▶ [WHAT TO DO]:
List every line of the records below that contains the word "white", treating uppercase and lowercase as different.

Source records:
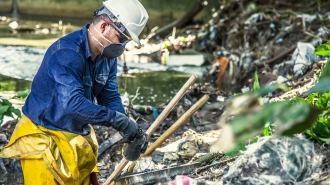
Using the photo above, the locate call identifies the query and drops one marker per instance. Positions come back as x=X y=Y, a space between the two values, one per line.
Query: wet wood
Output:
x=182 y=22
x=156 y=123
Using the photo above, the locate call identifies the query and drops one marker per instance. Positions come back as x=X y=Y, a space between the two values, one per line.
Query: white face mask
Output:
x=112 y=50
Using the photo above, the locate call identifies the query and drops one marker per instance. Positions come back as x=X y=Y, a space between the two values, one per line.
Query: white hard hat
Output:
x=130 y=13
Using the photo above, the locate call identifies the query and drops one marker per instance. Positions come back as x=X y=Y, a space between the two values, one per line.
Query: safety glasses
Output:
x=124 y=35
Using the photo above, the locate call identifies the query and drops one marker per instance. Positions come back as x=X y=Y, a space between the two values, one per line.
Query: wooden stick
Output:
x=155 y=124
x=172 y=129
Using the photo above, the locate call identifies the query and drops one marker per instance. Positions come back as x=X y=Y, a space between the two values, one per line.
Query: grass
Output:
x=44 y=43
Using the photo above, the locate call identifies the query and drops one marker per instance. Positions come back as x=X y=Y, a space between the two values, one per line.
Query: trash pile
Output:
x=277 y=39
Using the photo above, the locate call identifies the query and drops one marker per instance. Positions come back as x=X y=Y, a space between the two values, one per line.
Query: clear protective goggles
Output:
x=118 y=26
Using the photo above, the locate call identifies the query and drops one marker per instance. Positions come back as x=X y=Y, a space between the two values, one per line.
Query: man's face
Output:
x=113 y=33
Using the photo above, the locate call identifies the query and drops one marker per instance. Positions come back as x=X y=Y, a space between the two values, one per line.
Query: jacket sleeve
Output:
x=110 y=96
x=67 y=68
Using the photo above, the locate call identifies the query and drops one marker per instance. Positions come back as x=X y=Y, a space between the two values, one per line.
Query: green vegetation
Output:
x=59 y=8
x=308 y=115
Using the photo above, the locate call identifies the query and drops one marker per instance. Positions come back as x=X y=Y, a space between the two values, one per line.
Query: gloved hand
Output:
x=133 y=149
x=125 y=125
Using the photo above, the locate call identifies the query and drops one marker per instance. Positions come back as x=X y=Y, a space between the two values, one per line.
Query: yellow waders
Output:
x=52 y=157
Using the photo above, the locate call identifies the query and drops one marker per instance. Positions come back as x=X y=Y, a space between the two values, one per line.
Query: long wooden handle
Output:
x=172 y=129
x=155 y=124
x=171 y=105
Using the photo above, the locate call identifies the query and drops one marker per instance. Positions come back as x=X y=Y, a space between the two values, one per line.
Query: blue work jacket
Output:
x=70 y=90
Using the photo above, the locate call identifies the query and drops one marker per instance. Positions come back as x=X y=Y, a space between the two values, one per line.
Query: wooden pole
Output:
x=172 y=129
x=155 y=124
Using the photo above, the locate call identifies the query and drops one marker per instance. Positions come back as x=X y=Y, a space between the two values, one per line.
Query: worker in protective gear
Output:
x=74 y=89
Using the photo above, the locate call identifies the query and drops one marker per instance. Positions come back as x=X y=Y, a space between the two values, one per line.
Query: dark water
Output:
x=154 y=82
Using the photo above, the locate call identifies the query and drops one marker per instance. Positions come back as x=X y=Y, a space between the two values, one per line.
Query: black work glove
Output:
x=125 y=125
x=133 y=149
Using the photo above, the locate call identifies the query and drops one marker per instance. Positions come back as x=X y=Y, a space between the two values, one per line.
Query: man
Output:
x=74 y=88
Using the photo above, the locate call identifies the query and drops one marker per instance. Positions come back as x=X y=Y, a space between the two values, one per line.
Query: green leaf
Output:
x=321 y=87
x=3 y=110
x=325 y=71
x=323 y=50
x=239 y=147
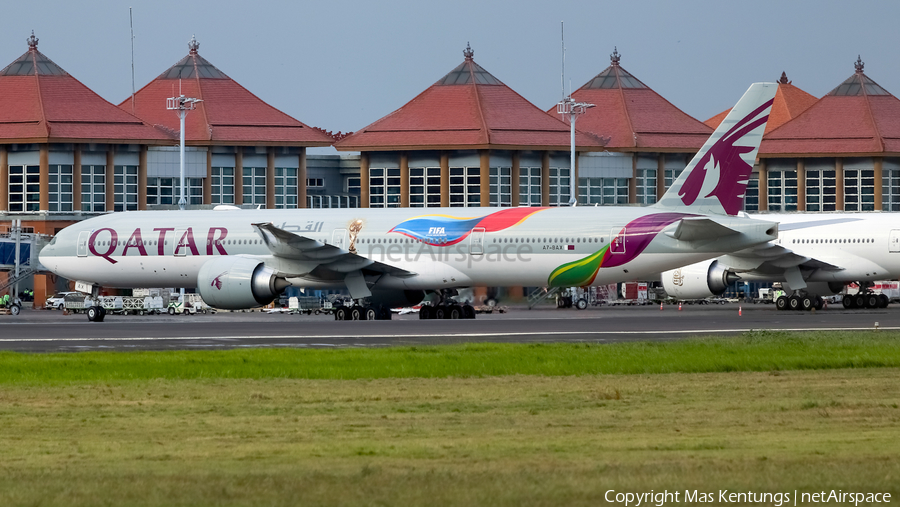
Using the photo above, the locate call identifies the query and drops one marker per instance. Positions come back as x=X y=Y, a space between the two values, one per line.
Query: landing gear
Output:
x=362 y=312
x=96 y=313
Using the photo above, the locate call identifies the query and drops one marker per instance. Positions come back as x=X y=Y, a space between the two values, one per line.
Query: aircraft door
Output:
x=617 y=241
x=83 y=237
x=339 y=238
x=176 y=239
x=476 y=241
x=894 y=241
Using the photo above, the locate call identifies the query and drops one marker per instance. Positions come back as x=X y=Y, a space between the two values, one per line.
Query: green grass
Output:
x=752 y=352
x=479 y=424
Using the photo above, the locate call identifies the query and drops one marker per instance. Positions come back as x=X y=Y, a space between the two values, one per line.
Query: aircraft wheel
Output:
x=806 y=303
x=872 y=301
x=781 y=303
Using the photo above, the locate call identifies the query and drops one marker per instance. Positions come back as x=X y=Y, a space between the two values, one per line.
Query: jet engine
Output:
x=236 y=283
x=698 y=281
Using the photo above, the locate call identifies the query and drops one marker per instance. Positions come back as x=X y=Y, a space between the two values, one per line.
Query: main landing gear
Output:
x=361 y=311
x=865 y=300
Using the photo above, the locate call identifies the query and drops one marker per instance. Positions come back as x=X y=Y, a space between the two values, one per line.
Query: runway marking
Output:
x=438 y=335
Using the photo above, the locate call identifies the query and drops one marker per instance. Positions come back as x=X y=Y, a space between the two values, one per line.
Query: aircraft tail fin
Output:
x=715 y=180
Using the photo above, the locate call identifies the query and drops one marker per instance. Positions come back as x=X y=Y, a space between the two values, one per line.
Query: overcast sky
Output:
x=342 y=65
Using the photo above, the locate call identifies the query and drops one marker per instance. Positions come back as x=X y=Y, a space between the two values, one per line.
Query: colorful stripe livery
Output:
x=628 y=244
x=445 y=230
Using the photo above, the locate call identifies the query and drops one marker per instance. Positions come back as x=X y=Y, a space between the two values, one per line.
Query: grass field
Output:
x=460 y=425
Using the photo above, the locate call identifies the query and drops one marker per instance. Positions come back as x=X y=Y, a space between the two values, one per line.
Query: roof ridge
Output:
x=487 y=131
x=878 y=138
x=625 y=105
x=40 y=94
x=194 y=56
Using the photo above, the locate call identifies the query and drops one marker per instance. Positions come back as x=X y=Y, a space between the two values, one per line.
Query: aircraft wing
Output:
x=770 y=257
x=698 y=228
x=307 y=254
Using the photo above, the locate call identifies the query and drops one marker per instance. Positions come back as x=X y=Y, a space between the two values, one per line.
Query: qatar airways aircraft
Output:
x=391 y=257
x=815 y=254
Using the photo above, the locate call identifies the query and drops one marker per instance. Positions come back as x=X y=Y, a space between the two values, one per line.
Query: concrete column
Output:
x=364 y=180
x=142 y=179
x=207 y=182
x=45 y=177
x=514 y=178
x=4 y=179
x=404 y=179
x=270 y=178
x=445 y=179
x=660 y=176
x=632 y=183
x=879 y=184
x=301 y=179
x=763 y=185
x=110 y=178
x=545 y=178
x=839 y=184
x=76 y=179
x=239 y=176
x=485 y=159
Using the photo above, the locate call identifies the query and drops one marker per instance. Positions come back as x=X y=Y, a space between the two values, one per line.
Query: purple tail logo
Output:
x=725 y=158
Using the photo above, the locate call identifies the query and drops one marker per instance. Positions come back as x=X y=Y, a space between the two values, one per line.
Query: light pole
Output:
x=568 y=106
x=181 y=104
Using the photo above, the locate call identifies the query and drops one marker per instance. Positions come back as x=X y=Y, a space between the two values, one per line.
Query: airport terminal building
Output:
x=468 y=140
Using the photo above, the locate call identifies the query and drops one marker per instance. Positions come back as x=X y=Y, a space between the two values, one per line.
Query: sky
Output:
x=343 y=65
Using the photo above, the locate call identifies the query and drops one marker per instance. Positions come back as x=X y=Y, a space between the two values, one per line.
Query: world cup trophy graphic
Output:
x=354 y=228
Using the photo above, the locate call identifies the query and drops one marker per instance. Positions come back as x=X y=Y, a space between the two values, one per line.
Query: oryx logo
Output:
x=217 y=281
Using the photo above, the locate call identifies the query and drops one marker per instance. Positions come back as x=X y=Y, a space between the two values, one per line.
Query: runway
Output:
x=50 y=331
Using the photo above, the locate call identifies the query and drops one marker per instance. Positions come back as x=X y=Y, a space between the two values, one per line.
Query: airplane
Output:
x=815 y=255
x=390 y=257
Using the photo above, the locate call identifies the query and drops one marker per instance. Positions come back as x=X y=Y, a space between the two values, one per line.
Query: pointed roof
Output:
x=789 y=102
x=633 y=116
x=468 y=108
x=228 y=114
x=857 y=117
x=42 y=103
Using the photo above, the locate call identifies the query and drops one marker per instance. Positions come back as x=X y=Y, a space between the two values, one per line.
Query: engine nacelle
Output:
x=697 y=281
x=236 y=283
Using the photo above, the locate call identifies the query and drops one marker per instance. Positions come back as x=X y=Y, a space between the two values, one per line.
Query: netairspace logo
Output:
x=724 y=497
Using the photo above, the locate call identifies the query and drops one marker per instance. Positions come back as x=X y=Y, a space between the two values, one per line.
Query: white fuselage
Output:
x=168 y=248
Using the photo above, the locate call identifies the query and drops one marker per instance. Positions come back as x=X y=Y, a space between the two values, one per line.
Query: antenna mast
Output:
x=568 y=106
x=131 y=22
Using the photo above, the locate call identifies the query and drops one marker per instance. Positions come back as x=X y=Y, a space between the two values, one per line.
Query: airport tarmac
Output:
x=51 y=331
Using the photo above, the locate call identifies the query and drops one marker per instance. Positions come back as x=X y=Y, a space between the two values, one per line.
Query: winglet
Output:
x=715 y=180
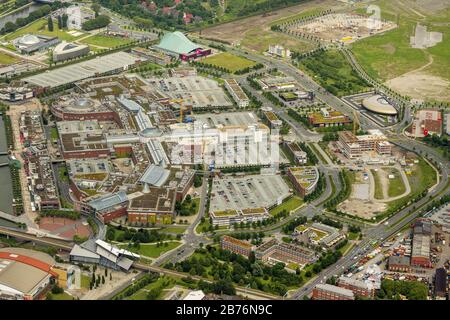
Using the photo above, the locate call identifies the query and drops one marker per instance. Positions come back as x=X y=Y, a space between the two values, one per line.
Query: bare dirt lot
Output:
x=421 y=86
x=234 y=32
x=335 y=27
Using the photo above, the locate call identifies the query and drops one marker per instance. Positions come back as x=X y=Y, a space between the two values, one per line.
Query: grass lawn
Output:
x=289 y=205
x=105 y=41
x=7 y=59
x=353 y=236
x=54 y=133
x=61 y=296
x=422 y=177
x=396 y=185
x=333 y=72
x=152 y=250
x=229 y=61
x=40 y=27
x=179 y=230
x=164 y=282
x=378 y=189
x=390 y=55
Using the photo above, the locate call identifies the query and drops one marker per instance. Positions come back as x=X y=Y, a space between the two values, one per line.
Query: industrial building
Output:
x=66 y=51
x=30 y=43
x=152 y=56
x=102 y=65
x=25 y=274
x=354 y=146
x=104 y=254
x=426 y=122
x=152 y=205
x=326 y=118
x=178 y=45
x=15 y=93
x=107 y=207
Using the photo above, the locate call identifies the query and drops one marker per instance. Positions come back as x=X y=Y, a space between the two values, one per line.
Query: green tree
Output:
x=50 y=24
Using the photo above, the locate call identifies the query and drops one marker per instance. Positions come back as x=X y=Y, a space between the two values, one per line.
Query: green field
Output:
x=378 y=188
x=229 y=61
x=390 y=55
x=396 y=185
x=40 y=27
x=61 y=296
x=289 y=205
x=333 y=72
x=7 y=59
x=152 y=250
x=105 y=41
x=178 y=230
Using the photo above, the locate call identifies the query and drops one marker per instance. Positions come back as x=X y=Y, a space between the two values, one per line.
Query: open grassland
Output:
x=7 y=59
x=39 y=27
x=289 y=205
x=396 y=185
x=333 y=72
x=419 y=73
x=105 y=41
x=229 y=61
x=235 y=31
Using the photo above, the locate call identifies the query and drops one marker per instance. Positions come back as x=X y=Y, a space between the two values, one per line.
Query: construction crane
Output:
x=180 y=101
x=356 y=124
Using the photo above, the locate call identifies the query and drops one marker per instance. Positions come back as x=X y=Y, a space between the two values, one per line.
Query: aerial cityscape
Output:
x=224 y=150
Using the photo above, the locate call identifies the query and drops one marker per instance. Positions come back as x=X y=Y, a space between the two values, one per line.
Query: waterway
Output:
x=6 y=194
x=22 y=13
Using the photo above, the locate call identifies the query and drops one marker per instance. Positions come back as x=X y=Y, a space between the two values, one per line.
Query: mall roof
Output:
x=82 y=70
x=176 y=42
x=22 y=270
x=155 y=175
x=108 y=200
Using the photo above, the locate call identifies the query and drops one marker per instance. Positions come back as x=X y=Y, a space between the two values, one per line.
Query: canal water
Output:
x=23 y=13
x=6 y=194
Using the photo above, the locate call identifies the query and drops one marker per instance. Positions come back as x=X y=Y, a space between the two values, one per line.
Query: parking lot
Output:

▶ [RESULT BELOW]:
Query: white face mask
Query: white hard hat
Query: white fuselage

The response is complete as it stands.